▸ **Directive**: Return the lines of the listing below without any changes, starting with the line that contains "In the photo above, where can the textured" and going on through the line that contains "column 524, row 685", with both of those lines included.

Collection entries

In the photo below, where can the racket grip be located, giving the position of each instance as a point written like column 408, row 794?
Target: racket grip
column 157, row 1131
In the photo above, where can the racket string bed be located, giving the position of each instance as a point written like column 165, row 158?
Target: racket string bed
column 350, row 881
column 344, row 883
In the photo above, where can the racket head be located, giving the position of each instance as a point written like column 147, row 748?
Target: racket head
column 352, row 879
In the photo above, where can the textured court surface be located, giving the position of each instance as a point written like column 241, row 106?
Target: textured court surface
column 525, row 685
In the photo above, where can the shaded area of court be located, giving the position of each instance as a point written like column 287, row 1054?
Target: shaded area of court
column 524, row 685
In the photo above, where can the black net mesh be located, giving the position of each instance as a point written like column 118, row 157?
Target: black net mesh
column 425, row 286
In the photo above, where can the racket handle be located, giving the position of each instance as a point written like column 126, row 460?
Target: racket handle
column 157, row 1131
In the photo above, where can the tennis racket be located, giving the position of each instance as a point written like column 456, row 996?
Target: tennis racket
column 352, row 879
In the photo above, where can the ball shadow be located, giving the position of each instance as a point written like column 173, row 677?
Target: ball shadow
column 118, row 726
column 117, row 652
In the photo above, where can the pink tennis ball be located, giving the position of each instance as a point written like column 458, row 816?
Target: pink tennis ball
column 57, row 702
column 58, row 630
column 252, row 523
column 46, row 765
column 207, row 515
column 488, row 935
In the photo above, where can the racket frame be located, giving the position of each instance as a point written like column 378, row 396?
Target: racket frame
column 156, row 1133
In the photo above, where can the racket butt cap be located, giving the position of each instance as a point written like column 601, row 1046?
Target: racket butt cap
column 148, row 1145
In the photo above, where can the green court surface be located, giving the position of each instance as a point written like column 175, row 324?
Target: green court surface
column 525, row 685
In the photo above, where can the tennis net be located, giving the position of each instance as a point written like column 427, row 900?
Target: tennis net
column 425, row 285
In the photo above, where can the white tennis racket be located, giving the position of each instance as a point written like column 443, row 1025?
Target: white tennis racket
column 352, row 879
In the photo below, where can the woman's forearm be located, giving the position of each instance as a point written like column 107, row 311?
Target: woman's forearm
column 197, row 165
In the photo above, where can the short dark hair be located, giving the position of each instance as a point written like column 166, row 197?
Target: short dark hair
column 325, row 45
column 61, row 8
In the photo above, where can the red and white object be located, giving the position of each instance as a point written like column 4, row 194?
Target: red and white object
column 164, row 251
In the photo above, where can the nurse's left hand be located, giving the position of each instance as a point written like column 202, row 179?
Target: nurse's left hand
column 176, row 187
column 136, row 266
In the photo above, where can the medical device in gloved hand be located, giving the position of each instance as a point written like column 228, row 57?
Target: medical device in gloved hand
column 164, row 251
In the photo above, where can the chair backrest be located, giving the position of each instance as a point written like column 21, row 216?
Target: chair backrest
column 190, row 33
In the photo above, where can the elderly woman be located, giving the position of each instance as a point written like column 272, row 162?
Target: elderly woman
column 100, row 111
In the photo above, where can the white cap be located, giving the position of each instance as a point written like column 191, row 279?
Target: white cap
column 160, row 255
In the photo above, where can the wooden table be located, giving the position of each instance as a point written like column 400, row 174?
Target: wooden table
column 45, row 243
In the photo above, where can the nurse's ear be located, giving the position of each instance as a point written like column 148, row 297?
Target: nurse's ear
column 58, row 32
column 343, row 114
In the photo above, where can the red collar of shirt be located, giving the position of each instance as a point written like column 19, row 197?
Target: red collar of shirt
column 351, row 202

▸ **Answer to this task**:
In the photo above, where can the textured court surface be located, giving the position of each instance as a point written like column 241, row 106?
Target: textured court surface
column 525, row 685
In the photo above, where can the shaded area of court be located, giving the position of each instance as a point written like column 287, row 1054?
Target: shaded area of court
column 524, row 685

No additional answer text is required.